• _Task inputs_
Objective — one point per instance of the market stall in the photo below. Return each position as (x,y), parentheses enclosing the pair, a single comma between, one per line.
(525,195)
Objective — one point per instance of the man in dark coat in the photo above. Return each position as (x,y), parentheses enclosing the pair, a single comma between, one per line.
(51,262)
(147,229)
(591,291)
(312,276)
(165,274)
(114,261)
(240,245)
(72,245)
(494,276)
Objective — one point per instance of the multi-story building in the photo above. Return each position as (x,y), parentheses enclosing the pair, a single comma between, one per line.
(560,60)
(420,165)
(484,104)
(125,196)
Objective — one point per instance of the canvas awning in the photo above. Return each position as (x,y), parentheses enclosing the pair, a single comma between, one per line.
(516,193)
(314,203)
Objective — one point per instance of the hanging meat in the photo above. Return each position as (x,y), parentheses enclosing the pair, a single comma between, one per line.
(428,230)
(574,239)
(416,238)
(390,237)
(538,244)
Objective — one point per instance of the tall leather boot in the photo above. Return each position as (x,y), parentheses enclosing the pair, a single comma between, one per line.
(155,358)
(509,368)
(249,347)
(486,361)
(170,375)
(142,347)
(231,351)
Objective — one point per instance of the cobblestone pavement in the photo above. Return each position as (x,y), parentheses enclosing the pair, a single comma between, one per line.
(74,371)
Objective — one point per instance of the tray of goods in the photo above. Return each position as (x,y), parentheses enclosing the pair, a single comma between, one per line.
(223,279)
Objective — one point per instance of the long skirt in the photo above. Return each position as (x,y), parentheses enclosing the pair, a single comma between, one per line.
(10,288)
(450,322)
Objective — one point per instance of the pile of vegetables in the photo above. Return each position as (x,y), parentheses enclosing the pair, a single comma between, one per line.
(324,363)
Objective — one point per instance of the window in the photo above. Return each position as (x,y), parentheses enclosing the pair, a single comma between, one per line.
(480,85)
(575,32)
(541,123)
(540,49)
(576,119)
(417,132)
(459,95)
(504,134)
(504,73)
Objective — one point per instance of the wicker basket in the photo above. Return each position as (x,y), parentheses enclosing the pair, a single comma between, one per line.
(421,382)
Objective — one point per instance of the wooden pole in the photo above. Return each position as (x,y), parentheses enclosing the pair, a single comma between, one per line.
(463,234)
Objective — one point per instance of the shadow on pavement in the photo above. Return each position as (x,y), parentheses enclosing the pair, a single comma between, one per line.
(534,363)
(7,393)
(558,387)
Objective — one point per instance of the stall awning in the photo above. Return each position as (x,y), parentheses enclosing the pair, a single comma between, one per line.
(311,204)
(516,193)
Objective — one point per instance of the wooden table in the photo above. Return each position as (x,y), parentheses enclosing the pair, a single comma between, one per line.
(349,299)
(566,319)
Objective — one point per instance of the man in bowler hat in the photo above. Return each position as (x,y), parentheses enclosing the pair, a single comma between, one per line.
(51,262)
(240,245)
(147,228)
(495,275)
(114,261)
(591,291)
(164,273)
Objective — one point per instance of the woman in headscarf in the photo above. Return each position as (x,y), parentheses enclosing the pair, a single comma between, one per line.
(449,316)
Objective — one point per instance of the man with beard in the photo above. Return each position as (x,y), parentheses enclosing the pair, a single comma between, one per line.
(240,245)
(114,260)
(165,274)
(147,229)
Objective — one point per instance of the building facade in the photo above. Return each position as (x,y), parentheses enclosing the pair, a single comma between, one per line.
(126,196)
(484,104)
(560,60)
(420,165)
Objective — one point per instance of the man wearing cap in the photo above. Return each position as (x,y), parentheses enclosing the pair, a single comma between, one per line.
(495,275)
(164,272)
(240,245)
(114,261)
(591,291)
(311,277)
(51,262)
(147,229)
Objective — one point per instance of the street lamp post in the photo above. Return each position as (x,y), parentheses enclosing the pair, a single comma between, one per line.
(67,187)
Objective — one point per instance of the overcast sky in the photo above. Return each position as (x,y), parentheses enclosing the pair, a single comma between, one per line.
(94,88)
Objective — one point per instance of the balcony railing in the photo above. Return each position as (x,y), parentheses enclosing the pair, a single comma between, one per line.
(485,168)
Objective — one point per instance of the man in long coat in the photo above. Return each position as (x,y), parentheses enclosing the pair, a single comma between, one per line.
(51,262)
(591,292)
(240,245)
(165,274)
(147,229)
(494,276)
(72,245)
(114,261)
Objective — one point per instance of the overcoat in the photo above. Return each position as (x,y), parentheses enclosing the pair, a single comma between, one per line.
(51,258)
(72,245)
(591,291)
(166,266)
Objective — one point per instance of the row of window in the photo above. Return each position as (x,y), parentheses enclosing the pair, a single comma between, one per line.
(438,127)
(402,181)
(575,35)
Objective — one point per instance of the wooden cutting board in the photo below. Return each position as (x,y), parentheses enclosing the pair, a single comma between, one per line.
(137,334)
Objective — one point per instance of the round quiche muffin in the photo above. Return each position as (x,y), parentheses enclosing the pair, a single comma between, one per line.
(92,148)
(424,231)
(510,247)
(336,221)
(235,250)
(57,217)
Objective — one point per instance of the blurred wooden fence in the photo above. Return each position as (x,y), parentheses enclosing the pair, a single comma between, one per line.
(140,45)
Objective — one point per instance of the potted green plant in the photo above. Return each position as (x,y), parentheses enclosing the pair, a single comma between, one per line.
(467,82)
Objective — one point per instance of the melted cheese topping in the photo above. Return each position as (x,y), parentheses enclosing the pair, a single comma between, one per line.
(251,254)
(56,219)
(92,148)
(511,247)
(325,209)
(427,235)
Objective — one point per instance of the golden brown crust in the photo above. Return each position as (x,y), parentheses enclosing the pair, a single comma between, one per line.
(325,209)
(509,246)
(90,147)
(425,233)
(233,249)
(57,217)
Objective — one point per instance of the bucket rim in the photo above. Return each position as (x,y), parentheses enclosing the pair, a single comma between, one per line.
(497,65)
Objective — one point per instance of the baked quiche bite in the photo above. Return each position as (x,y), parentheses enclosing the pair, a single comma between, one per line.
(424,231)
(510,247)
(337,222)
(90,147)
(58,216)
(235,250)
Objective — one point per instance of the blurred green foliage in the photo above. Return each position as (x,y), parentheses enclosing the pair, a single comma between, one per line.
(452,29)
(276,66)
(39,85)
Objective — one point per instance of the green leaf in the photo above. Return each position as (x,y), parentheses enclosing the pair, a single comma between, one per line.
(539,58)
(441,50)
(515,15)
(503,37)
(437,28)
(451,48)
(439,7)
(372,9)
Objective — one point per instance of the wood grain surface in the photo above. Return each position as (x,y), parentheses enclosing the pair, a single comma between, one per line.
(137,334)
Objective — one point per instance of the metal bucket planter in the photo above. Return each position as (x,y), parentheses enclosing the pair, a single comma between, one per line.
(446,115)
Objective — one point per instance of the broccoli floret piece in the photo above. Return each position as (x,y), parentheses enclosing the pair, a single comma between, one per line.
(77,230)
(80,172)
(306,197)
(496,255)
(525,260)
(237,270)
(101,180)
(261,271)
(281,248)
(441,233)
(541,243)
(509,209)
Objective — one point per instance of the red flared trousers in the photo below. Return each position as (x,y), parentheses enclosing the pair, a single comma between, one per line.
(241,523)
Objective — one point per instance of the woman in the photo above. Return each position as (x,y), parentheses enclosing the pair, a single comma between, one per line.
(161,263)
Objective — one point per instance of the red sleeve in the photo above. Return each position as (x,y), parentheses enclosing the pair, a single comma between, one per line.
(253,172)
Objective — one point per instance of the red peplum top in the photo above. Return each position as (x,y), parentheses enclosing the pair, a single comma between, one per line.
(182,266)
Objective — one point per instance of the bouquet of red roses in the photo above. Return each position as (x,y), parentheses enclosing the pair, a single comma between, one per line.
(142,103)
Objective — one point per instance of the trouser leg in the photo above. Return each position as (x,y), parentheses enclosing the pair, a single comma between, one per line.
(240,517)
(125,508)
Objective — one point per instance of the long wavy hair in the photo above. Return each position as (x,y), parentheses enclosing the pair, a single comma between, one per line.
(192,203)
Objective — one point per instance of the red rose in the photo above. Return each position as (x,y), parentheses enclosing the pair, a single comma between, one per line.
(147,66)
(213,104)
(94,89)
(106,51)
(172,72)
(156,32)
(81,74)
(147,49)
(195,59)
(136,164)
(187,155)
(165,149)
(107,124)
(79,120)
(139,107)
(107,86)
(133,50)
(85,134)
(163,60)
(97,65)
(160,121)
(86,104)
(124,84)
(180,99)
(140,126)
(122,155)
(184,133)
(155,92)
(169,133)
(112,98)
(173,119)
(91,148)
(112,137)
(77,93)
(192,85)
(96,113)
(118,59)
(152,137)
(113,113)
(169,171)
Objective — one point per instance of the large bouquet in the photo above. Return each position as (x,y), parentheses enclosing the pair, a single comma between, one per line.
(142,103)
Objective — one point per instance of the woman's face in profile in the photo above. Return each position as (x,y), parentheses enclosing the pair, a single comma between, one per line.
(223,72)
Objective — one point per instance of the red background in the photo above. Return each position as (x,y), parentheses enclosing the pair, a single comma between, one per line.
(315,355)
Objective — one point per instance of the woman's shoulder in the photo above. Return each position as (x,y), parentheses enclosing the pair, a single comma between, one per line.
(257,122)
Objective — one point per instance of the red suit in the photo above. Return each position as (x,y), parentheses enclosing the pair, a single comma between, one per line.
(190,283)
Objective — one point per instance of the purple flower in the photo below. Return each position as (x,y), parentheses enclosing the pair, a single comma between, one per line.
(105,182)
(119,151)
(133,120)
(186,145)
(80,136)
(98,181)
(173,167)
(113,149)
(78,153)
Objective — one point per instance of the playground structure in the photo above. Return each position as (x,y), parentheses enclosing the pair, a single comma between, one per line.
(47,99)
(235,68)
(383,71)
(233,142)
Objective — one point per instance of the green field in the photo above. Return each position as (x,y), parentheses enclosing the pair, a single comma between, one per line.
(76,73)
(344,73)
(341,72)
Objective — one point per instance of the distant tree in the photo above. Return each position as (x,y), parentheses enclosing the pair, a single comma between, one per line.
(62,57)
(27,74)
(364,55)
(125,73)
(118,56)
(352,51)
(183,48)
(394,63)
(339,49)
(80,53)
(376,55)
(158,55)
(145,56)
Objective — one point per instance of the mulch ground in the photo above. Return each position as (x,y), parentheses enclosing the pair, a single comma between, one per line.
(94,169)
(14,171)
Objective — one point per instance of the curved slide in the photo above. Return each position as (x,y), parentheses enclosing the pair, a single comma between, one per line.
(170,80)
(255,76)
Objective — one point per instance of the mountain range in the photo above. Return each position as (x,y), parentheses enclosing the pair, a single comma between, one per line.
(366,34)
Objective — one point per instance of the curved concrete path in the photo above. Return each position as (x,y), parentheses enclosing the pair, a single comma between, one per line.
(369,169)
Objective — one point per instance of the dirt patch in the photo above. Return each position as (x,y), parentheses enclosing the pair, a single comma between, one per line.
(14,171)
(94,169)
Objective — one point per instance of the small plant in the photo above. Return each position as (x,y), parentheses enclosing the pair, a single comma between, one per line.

• _Problem statement_
Only the lines from the one holding "Objective — one point per instance of the curved concrete" through the end of the listing should appear in the response, each restated exactly.

• _Exercise answer_
Objective — one point per instance of the curved concrete path in the photo above. Return each position as (x,y), parentheses enclosing the pair, a single comma between, one per line.
(369,169)
Objective — one point per instance of the dirt patch in the photo above. Return each position as (x,y), parentheses enclosing the pair, a single comma between, one per line.
(14,171)
(94,169)
Objective — one point per instance of the small plant in the photo above. Return each position as (x,y), parentheses enclosing the pair, a single comma between, one per line.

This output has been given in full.